### Texto do exercício
Além disso, Arruda comenta que se a transferência de votos for bem sucedida pelo sobrenome, os candidatos apadrinhados podem “puxar votos” no sistema de eleição proporcional para definição dos vereadores eleitos. Ou seja, o candidato pode ter uma votação tão expressiva que beneficia o partido com mais cadeiras na Câmara Municipal, ampliando a representatividade partidária no município.
Sobrinho de Dilma diz que entrou na política para derrotar bolsonarismo
O petista Pedro Rousseff, 24 anos, é candidato pela primeira vez em uma eleição na disputa pela cadeira de vereador na cidade de Belo Horizonte. Sobrinho da ex-presidente, ele afirma que entrou na política para “derrotar o bolsonarismo e defender o legado de Lula e Dilma”.
Em vídeos da campanha na capital mineira, o candidato também defende que o impeachment da petista foi um “golpe” com a cassação do mandato autorizada pelo Congresso Nacional sem nenhum crime cometido pela ex-presidente. “Ao votar pelo golpe, Jair Bolsonaro exaltou Carlos Alberto Brilhante Ustra, o torturador da minha tia. Aquele foi o dia que eu decidi que a gente precisava derrotar esses caras. O golpe na minha tia foi o início do fascismo na história recente da política brasileira”, afirma o sobrinho de Dilma Rousseff.
Ainda de acordo com o candidato, o bolsonarismo lançou “candidatos marionetes da extrema direita” em Belo Horizonte para votar conforme os interesses do grupo político mineiro, formado pelo senador Cleitinho (Republicanos-MG), pelo deputado federal Nikolas Ferreira (PL-MG) e pelo candidato a prefeito da capital Bruno Engler (PL-MG).
Sobrenome também pode carregar rejeição por escândalos políticos
Filho de Domingos Brazão e sobrinho do deputado federal Chiquinho (sem partido-RJ), a candidatura a vereador de Kaio Brazão Filho (Republicanos-RJ) na cidade do Rio de Janeiro vai testar o capital político dos irmãos, presos pela suspeita de serem os mandantes do assassinato da vereadora Marielle Franco, do Psol, em 2018.
######
### Dados fornecidos
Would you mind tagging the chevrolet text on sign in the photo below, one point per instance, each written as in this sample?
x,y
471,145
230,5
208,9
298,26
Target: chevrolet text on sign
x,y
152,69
######
▸ **Exercícios**
a - Reescreva o trecho do texto do exercício que vai de "Ainda de acordo" até "Psol, em 2018.", inclusive, substituindo "Rio de Janeiro" por "Niterói".
b - Segundo o texto do exercício, qual é a idade de Pedro Rousseff?
As linhas são um material à parte, sem relação com o texto.

▸ **Gabarito**
a -
Ainda de acordo com o candidato, o bolsonarismo lançou “candidatos marionetes da extrema direita” em Belo Horizonte para votar conforme os interesses do grupo político mineiro, formado pelo senador Cleitinho (Republicanos-MG), pelo deputado federal Nikolas Ferreira (PL-MG) e pelo candidato a prefeito da capital Bruno Engler (PL-MG).
Sobrenome também pode carregar rejeição por escândalos políticos
Filho de Domingos Brazão e sobrinho do deputado federal Chiquinho (sem partido-RJ), a candidatura a vereador de Kaio Brazão Filho (Republicanos-RJ) na cidade do Niterói vai testar o capital político dos irmãos, presos pela suspeita de serem os mandantes do assassinato da vereadora Marielle Franco, do Psol, em 2018.

b - 24 anos.